▸ **Selected extract**
☆ ☆ ☆ ☆ ☆

Formally Verifying WebAssembly - A Soroban Case Study

October 15, 2024

Formally Verifying WebAssembly

A Soroban Case Study

Author:

Editors:

WebAssembly (or Wasm) has recently witnessed significant adoption in blockchains like Arbitrum, Stellar, and Polkadot. For example, in the case of the Stellar blockchain, users write smart contracts on the Soroban platform. These programs are written in Rust and compiled to Wasm which is deployed on the Stellar blockchain within an isolated virtual machine.

Smart contracts are designed to carry out financial transactions involving millions of dollars. Bugs in these programs are known to have severe consequences. Naturally, formal verification plays a critical role in this domain.

In this blog, we present Certora’s recent efforts towards formally verifying Wasm bytecode.

What Is Wasm?

Wasm is a low-level binary instruction format designed for safe and fast execution, primarily in web environments but also increasingly used in non-browser settings like serverless computing and IoT. It acts as a compilation target for higher-level languages like C, C++, and Rust, and is interoperable with JavaScript, making it easy to integrate into existing web applications. Wasm is “platform-agnostic”, meaning that the same binary can run on any device or operating system, as long as the environment supports Wasm (e.g., most modern web browsers do).

Wasm is executed within a safe, sandboxed environment, which ensures that malicious or faulty code does not affect the host system. When compiling Wasm to native code, Wasm compilers (and interpreters) insert checks to make sure that the Wasm program is running in its own sandboxed memory region [1].

Due to the aforementioned features, Wasm is increasingly being used in the DeFi space.

As is common knowledge, vulnerabilities in smart contracts can be exploited to cause massive financial losses. Formal verification can help improve the security of smart contracts. In the past decade, verification of high-level functional correctness of smart contracts has therefore become a heavily studied topic, leading to the development of many tools that rely on techniques like interactive verification (e.g., Runtime Verification), automated verification (e.g., Certora Prover and Halmos), and symbolic execution (e.g., Hevm). There are also many fuzzing and bug-finding tools that target smart contracts, several of which are covered in a recent survey on threat mitigation for smart contracts.

With the increasing use of Wasm in blockchains, ensuring the correctness of Wasm programs is of utmost importance. Formal verification techniques allow us to accomplish this.

Formal Verification At a Glance

“Program testing can be used to show the presence of bugs, but never to show their absence!”

― Edsger W. Dijkstra

The primary distinguishing factor between formal verification and fuzzing is that the former can generate a proof that the program satisfied the specification for all inputs, whereas the latter can only check this on a set of concrete values and is generally not capable of covering all inputs.

In this blog, we will focus on automated formal verification that uses Satisfiability Modulo Theory (SMT) solvers. These tools take two inputs: a program to be verified and a property the program must satisfy.

These properties are typically written using pre- and post-conditions. Informally, they state that if the precondition “P” is true before program “S” executes, then the postcondition “Q” must hold after “S” executes, assuming that the execution of “S” terminates. This style of reasoning is attributed to the legendary computer scientist, Tony Hoare.

☆ ☆ ☆ ☆ ☆

▸ **Task to carry out**
Reproduce the part of the WebAssembly verification post between "With the increasing" and "covering all inputs.", inclusive.

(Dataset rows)
☆ ☆ ☆ ☆ ☆

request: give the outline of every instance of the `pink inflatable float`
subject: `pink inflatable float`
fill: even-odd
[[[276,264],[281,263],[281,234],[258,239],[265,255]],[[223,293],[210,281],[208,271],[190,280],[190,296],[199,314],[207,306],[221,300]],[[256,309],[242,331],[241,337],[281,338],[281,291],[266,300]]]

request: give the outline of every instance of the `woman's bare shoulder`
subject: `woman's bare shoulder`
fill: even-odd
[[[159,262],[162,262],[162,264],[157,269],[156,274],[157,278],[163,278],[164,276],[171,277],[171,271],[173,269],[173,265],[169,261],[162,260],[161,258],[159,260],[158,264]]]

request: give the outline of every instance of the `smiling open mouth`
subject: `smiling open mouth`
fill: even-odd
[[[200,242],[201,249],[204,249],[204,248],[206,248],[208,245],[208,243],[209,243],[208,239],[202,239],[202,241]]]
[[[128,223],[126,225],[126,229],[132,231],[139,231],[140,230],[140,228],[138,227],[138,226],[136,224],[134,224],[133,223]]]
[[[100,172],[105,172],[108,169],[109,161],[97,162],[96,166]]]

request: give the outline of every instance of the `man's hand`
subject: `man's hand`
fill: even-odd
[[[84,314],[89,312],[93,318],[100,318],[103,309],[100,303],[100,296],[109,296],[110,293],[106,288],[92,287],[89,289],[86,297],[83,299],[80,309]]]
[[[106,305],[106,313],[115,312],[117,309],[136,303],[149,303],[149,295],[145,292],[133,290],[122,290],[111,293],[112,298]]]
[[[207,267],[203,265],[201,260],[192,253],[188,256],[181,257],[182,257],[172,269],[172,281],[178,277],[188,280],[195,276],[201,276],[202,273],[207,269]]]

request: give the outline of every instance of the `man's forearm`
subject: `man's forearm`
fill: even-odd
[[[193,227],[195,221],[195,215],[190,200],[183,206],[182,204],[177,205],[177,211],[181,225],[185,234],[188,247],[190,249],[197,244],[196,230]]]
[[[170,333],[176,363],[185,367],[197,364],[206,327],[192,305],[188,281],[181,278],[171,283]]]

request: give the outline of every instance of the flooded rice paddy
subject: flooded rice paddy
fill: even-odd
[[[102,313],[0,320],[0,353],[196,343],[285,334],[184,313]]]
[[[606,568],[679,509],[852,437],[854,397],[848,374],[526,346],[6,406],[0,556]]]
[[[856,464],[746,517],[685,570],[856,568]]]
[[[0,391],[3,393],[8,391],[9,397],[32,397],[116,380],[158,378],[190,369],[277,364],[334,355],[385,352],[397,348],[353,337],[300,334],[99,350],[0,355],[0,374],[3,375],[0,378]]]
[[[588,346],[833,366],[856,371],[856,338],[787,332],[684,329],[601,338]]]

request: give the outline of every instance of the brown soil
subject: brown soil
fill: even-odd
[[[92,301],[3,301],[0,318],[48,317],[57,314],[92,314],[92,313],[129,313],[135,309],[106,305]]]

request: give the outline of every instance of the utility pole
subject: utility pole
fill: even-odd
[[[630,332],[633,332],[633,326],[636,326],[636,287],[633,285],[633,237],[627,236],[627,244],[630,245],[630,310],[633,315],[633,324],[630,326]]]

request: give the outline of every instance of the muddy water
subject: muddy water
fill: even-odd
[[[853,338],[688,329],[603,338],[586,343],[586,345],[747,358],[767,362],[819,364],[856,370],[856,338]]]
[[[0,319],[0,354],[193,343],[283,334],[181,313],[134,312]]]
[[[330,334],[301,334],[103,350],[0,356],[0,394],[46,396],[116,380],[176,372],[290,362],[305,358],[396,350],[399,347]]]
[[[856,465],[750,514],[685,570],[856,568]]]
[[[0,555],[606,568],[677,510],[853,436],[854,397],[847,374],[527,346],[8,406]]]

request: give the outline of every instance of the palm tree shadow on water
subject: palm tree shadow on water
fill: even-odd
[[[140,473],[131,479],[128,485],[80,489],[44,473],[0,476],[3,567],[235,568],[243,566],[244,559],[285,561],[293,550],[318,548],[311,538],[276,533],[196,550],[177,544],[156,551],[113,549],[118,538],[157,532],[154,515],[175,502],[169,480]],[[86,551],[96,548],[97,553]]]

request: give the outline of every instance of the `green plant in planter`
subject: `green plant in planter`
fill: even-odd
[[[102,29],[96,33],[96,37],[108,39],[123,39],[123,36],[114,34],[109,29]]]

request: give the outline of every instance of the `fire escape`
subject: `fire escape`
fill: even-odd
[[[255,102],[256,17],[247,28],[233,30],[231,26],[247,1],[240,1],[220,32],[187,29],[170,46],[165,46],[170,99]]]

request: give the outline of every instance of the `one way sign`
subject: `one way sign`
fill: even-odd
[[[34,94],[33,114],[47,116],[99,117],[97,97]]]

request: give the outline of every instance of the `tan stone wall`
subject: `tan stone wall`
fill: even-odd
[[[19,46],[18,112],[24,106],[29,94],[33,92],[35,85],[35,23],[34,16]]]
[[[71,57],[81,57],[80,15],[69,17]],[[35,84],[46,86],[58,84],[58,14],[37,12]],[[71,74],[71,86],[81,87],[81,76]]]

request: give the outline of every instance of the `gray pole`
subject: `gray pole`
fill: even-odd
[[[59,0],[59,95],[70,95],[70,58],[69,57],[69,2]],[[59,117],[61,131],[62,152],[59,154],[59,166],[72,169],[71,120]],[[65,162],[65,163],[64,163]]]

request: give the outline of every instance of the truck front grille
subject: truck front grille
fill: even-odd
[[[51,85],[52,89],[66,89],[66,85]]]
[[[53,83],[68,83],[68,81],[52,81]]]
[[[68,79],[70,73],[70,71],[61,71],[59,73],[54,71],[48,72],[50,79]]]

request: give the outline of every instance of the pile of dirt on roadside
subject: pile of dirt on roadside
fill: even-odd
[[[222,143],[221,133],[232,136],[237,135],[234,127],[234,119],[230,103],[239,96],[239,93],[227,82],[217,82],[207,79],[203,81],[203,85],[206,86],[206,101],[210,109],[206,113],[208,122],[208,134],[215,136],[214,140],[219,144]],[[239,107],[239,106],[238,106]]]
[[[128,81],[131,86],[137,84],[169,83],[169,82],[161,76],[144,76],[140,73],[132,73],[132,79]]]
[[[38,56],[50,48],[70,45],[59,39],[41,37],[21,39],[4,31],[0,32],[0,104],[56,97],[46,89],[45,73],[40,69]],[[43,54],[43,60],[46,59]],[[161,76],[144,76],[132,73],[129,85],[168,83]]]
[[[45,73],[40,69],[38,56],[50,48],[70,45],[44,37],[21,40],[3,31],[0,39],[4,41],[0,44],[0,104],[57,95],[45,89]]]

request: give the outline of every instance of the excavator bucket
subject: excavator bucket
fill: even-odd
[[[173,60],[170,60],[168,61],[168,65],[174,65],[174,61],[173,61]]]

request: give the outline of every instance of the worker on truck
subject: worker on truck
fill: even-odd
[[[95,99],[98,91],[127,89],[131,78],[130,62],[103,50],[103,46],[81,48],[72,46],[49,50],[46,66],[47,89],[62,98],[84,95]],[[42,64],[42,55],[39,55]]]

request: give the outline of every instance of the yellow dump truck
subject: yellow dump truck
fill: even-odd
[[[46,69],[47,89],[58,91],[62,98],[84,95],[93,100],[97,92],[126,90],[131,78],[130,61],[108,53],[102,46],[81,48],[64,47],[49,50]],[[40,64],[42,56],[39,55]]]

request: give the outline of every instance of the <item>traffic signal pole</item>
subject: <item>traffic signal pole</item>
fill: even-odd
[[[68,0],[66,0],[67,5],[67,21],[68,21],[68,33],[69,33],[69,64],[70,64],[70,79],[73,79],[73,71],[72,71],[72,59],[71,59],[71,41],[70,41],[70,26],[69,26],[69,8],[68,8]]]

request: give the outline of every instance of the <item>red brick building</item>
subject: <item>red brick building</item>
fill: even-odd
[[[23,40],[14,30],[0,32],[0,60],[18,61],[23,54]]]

☆ ☆ ☆ ☆ ☆

▸ **Correct result**
With the increasing use of Wasm in blockchains, ensuring the correctness of Wasm programs is of utmost importance. Formal verification techniques allow us to accomplish this.

Formal Verification At a Glance

“Program testing can be used to show the presence of bugs, but never to show their absence!”

― Edsger W. Dijkstra

The primary distinguishing factor between formal verification and fuzzing is that the former can generate a proof that the program satisfied the specification for all inputs, whereas the latter can only check this on a set of concrete values and is generally not capable of covering all inputs.